Problem - Copy out, word for word, the part of the rows below that opens with the line containing "For the evaluation set, locate every instance of the dark hair" and closes with the line containing "x=625 y=469", including both of those lines.

[BEGIN Record excerpts]

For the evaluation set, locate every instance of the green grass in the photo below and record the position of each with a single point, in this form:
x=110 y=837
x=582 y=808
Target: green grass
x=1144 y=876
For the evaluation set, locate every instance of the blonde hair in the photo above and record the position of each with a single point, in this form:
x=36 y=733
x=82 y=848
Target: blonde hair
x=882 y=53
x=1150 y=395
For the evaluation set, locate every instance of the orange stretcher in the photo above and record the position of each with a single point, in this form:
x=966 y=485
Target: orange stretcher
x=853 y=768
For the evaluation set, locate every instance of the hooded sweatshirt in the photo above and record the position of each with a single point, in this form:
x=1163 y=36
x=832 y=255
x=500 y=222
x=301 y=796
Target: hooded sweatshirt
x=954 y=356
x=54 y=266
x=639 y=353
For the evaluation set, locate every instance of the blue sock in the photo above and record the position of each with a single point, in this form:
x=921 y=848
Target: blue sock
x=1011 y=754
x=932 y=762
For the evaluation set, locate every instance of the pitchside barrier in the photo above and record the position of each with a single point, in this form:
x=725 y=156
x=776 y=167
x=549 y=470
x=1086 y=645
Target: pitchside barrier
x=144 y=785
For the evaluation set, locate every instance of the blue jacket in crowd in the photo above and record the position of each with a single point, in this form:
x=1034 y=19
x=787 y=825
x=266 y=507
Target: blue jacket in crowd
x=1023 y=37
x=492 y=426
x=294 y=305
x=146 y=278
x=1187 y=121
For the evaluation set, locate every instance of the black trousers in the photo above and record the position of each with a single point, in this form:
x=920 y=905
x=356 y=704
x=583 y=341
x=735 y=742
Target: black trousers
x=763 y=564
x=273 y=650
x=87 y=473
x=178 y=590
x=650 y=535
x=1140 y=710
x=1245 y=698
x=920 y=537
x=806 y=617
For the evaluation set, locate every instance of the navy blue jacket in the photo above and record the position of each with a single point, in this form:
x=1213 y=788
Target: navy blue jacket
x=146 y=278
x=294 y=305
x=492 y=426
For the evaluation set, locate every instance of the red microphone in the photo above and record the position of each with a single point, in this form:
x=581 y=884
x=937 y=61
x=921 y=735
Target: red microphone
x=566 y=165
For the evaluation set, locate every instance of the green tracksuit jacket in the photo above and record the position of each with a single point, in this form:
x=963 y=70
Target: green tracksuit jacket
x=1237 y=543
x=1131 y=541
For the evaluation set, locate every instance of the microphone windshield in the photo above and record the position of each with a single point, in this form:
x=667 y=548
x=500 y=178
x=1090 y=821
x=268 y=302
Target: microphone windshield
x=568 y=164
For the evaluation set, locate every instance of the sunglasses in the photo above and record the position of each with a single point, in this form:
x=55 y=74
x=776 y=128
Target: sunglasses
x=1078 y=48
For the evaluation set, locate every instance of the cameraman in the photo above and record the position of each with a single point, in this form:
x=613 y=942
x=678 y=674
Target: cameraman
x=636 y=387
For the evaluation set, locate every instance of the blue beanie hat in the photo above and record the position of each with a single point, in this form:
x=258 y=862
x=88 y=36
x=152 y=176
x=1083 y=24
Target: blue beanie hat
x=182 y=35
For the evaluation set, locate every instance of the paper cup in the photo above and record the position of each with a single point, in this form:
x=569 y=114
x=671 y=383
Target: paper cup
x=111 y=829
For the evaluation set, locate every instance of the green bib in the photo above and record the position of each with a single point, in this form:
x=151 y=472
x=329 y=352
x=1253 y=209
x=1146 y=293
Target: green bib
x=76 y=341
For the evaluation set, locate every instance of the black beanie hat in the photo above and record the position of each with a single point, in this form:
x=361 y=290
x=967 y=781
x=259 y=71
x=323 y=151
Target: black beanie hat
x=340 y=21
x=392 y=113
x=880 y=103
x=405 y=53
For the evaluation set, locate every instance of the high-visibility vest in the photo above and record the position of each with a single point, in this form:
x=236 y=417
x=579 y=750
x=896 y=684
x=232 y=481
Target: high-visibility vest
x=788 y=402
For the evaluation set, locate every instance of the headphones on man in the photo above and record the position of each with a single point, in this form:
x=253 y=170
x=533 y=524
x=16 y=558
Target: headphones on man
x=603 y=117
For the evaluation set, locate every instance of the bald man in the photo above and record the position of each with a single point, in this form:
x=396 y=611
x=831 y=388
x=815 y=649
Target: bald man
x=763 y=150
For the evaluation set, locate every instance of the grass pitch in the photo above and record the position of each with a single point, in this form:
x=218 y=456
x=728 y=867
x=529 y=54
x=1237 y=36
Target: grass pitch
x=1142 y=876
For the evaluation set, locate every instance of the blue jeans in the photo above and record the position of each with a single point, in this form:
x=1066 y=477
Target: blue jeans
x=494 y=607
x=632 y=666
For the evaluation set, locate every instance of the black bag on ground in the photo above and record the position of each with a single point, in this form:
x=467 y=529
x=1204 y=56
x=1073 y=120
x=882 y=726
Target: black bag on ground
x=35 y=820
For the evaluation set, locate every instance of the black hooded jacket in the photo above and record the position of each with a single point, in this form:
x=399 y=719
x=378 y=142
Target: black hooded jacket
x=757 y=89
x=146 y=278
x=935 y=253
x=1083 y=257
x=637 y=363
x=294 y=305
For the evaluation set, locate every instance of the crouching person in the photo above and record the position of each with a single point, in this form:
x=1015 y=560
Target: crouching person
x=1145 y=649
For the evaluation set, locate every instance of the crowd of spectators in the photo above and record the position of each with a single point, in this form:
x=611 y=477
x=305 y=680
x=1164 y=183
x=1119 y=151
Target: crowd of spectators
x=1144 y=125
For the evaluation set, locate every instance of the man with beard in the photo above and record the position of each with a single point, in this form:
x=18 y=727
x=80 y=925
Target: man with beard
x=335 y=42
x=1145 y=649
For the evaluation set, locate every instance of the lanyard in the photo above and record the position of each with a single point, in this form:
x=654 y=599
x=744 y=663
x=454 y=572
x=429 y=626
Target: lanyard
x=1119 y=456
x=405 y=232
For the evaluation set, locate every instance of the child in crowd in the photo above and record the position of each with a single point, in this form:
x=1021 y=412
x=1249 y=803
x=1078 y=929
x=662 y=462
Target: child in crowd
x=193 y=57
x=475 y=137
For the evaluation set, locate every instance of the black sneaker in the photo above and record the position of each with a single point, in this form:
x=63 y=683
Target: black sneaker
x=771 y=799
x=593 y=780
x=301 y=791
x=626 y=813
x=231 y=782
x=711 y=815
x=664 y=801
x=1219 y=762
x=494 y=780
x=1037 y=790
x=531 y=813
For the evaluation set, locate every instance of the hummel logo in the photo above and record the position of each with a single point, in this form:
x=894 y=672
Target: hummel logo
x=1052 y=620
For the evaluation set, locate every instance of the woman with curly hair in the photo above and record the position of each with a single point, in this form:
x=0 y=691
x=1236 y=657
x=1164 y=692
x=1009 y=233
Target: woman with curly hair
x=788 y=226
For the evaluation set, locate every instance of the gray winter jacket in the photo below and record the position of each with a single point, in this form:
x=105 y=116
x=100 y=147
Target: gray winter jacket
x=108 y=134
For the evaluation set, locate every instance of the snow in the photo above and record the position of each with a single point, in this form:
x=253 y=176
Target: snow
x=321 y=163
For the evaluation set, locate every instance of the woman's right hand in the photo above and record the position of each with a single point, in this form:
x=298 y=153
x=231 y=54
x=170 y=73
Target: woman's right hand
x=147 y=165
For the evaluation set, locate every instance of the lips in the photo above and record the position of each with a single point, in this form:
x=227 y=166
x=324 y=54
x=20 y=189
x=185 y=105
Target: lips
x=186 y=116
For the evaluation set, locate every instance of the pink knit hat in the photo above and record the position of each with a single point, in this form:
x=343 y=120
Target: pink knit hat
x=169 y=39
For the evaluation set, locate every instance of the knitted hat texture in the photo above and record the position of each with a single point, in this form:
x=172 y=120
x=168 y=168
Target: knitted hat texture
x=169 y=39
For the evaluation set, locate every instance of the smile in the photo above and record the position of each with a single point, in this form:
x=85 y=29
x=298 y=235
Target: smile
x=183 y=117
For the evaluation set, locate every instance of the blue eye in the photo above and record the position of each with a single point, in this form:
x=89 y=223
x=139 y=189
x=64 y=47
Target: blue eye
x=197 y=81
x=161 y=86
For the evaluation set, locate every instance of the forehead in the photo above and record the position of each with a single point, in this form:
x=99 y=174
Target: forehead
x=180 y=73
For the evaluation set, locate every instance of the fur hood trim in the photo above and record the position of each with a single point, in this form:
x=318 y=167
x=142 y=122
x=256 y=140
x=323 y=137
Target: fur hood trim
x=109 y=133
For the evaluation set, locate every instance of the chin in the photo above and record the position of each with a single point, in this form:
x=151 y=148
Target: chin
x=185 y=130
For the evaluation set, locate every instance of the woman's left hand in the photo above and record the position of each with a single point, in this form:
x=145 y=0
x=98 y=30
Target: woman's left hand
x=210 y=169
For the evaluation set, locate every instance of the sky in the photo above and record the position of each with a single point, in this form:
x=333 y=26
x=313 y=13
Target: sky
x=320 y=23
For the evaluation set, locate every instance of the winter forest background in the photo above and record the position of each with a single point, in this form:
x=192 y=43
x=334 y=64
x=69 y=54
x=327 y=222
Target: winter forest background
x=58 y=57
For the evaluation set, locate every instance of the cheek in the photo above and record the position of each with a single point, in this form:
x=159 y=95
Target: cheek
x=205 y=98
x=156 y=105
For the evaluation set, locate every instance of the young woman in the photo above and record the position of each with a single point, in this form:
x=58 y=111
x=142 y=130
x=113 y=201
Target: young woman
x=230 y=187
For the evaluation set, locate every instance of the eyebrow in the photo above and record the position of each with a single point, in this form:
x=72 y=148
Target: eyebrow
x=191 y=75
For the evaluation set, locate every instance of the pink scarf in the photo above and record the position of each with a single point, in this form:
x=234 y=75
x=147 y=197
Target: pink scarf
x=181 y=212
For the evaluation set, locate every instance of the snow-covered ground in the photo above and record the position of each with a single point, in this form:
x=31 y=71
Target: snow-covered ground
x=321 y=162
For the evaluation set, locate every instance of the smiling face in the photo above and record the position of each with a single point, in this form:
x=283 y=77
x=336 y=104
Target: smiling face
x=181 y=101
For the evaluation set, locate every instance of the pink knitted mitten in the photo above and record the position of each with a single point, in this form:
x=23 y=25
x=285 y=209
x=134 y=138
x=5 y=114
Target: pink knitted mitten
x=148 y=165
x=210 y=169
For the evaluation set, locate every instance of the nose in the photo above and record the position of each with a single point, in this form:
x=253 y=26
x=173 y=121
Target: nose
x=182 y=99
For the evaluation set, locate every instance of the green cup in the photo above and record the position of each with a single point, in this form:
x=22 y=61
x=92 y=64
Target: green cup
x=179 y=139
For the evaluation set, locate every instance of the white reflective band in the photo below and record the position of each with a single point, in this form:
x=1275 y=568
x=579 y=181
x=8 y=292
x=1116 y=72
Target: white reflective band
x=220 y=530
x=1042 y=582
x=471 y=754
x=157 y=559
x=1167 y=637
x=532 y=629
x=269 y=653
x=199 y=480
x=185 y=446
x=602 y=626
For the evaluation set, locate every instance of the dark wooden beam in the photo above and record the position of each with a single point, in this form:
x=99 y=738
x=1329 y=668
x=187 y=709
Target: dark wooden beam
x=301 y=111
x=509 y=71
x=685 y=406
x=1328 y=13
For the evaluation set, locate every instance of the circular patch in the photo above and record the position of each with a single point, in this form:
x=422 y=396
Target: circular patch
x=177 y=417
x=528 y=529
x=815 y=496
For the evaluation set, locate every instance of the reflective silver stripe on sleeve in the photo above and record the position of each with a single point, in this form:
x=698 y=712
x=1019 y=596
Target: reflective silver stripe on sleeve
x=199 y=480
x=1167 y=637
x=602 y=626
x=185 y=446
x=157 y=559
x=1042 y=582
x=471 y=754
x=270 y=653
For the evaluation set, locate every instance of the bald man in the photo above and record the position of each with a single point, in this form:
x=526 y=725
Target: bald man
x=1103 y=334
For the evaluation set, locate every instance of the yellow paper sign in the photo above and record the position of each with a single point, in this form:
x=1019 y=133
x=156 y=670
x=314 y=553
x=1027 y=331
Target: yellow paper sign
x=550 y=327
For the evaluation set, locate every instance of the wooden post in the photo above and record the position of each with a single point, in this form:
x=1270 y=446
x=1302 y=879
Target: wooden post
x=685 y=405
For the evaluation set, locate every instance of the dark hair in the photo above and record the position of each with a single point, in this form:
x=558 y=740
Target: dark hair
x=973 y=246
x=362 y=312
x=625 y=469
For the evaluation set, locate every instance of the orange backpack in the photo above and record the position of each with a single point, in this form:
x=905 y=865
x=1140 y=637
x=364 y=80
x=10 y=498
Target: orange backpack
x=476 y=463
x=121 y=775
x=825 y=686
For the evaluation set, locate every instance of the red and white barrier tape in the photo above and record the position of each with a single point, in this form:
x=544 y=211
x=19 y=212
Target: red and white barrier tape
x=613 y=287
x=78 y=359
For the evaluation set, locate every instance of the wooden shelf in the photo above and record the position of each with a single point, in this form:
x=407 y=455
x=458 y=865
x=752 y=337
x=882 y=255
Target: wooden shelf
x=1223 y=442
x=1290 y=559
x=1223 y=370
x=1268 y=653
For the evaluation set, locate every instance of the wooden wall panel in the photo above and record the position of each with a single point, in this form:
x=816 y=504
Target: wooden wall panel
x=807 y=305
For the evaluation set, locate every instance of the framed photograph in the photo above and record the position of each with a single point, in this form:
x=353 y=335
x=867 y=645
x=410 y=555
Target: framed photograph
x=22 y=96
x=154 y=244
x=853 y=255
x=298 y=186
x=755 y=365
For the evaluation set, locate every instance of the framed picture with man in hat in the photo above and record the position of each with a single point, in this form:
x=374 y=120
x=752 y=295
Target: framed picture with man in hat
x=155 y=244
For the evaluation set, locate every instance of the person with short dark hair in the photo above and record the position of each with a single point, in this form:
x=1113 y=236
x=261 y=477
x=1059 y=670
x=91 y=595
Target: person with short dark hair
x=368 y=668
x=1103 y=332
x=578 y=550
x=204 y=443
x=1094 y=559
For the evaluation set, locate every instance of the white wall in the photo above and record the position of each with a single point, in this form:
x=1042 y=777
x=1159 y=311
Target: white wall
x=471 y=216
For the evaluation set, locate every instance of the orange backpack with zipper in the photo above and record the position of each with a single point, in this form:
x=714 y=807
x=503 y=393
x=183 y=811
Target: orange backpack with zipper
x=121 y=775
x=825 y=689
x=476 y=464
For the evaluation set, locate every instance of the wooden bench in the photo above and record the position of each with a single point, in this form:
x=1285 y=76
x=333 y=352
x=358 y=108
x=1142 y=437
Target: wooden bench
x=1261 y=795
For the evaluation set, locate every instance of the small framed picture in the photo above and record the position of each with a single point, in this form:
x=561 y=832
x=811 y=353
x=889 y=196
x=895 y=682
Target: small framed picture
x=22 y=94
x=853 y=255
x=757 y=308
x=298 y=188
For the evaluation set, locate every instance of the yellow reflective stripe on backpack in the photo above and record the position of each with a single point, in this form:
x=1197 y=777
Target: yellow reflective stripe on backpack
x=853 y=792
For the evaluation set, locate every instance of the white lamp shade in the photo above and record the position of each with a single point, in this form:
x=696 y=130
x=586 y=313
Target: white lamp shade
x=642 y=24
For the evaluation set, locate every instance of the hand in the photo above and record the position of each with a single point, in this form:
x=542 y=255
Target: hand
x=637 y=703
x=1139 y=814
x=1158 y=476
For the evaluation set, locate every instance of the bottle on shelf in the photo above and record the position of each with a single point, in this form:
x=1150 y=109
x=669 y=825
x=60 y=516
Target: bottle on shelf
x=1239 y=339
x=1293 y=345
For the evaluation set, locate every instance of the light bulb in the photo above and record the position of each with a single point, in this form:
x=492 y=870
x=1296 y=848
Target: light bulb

[END Record excerpts]

Complete output -
For the evaluation set, locate every instance of the dark hair in the photo above and record the position of each with a single point, in this form:
x=558 y=740
Target: dark hair
x=973 y=246
x=362 y=312
x=625 y=469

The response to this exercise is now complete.